##### DATA SHOWN

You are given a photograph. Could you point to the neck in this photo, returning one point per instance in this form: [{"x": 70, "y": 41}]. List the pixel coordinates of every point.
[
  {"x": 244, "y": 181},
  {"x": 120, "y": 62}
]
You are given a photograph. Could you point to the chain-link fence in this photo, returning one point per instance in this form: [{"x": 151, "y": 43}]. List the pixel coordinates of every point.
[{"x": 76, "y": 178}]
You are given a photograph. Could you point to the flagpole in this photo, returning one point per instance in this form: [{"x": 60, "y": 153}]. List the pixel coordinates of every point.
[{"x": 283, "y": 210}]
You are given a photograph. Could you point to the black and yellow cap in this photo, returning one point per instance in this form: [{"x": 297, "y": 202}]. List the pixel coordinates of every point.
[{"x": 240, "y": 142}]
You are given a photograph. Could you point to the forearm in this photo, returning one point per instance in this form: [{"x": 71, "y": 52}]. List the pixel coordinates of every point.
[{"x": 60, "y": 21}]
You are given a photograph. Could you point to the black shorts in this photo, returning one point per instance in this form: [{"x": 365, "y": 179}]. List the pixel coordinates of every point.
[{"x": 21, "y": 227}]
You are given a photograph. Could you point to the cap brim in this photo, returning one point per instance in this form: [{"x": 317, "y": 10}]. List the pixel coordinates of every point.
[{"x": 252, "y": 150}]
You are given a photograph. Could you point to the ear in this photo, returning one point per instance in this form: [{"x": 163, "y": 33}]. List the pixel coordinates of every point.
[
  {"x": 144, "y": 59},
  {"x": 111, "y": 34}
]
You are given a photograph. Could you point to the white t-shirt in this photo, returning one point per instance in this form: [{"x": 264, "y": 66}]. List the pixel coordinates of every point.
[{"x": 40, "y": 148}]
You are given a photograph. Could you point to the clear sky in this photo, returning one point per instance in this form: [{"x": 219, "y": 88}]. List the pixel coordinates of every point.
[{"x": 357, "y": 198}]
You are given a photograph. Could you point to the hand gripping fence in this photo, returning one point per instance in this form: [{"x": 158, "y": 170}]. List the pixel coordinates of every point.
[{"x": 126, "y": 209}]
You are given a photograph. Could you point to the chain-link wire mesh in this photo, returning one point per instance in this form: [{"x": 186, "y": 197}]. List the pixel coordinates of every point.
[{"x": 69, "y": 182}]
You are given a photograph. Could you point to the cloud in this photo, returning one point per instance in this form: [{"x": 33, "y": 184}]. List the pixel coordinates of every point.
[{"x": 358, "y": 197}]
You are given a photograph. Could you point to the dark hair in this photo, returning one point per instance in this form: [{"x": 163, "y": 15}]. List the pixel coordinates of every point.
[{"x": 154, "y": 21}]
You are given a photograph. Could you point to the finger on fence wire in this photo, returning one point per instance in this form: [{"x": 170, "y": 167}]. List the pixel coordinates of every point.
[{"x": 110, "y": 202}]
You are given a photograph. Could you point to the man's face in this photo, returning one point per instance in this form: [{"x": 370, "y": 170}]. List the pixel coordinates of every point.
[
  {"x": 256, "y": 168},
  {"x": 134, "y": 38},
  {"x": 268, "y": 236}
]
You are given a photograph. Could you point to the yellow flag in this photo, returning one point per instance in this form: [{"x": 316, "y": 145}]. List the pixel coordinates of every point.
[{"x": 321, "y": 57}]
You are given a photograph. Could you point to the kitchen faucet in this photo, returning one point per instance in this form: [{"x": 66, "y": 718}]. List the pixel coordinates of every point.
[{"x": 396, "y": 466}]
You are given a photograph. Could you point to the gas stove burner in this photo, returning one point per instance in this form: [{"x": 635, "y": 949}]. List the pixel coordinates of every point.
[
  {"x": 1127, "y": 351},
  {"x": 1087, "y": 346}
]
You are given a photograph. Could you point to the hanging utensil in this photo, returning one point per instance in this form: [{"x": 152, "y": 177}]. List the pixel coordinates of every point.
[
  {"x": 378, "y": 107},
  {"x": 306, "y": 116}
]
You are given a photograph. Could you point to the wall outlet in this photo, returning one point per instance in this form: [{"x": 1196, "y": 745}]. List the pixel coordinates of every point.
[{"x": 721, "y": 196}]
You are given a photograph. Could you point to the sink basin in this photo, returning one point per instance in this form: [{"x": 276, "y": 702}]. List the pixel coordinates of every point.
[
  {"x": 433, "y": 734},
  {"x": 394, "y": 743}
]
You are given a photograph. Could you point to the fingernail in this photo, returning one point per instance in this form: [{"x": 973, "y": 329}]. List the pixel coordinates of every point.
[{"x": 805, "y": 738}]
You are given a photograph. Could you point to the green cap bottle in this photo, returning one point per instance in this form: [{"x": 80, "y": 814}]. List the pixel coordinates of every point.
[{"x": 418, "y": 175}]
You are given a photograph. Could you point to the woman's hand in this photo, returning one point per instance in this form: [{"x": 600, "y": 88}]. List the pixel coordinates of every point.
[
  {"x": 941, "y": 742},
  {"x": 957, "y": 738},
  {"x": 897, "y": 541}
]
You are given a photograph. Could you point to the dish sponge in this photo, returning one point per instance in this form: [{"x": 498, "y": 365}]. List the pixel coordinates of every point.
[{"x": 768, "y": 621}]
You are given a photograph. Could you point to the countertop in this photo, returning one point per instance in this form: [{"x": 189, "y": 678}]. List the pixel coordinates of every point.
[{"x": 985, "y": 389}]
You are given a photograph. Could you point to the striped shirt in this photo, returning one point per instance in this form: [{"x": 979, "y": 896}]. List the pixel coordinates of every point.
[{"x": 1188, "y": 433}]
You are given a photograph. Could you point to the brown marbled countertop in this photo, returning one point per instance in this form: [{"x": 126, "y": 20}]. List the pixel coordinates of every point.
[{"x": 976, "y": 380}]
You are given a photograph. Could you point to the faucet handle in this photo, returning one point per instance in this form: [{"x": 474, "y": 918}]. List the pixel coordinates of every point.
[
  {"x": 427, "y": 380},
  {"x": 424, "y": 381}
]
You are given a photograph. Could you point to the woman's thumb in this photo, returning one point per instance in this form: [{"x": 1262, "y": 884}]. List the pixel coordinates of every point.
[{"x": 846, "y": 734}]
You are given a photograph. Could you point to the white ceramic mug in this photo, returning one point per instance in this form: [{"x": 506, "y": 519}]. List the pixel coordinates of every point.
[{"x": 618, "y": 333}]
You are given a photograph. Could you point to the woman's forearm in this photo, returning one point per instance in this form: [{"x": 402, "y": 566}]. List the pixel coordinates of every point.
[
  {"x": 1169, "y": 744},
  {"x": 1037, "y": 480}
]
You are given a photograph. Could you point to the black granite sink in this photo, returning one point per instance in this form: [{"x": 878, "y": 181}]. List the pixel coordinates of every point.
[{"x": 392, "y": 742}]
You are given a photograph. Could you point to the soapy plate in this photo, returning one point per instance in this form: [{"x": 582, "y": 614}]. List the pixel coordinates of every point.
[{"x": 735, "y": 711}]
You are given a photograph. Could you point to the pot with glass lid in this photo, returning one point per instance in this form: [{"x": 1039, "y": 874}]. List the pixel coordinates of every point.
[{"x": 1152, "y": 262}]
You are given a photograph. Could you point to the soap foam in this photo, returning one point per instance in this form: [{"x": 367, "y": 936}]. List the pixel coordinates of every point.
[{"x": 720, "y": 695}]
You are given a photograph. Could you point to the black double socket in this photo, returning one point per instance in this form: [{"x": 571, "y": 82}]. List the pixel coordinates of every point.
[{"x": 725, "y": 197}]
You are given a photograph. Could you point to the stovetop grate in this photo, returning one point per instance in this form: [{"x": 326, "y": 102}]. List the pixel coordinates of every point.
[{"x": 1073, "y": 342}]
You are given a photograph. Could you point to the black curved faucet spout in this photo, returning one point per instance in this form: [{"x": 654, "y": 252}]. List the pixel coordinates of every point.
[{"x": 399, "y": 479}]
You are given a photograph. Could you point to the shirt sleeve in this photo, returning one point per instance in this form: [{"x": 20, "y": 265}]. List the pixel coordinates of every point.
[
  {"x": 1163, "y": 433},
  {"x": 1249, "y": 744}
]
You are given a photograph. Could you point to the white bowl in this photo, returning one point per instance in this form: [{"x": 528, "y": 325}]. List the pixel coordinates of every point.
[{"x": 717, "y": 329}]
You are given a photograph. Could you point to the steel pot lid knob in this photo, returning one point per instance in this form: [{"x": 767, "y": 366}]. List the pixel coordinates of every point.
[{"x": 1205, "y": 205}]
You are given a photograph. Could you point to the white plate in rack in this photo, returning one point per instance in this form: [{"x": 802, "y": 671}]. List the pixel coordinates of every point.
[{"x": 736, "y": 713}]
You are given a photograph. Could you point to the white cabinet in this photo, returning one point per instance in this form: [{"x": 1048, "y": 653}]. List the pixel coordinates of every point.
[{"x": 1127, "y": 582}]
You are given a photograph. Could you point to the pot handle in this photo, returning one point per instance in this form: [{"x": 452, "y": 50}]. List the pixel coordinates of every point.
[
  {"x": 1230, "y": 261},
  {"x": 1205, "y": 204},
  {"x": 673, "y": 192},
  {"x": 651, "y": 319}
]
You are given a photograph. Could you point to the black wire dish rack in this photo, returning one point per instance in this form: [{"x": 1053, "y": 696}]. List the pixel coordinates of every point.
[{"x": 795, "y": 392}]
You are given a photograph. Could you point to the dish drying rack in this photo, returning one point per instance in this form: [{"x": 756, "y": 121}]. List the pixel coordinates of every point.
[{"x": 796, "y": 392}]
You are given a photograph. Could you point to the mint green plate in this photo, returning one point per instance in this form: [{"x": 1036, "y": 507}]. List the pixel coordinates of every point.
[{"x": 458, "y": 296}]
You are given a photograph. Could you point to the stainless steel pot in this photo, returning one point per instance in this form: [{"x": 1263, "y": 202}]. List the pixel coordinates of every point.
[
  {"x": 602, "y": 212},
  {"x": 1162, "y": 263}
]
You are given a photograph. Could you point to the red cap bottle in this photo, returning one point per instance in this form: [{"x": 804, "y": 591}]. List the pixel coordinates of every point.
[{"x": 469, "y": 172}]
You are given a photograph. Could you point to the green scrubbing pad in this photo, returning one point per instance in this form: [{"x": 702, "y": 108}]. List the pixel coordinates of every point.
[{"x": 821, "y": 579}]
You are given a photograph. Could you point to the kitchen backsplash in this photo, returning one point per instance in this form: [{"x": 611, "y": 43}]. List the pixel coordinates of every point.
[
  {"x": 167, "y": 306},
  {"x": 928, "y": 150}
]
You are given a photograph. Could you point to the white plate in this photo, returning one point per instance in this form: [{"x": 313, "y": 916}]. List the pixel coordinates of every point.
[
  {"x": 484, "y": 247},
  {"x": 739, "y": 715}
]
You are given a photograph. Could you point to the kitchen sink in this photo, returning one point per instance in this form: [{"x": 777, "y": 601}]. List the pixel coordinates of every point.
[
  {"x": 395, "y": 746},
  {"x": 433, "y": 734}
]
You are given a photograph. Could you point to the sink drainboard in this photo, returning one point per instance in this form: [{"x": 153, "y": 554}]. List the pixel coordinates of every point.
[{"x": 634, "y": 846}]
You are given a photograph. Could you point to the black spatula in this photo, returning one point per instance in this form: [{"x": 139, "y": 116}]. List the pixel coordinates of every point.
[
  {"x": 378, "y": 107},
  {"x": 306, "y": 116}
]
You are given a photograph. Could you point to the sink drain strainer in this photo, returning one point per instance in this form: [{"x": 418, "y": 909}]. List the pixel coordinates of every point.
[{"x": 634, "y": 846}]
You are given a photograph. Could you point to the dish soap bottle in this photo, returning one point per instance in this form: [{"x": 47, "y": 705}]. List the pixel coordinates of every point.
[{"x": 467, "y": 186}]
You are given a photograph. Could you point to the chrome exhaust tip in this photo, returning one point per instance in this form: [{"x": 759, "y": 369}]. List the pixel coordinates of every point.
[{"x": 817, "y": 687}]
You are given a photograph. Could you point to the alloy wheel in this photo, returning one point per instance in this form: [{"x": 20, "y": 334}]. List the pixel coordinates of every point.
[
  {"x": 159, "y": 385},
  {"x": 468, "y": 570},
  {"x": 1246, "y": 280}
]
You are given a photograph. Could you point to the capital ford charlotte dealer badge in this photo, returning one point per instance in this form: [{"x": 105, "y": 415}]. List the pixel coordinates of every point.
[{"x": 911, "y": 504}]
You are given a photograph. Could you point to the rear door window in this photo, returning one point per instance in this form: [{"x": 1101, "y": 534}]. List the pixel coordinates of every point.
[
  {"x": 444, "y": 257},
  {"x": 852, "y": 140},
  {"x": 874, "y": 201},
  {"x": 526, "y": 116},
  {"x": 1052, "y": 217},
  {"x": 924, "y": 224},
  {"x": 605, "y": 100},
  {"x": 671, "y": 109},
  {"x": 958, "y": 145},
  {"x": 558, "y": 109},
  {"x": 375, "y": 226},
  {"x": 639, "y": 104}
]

##########

- **DO THIS**: Reproduce only the lines between the line containing "You are given a photograph. Could you point to the capital" and the last line of the records, those two lines included, exactly.

- **ANSWER IN FULL**:
You are given a photograph. Could you point to the capital ford charlotte dealer badge in this photo, returning one point per instance in this form: [{"x": 105, "y": 415}]. List the pixel coordinates of every point.
[{"x": 911, "y": 504}]
You are given a photograph. Could you point to the rear door window in this photo, returning one point per instance in this form: [{"x": 1101, "y": 534}]. List the pixel coordinates of every point.
[
  {"x": 444, "y": 257},
  {"x": 852, "y": 140},
  {"x": 874, "y": 201},
  {"x": 526, "y": 116},
  {"x": 1052, "y": 217},
  {"x": 924, "y": 224},
  {"x": 605, "y": 100},
  {"x": 671, "y": 109},
  {"x": 958, "y": 145},
  {"x": 558, "y": 109},
  {"x": 375, "y": 226},
  {"x": 639, "y": 104}
]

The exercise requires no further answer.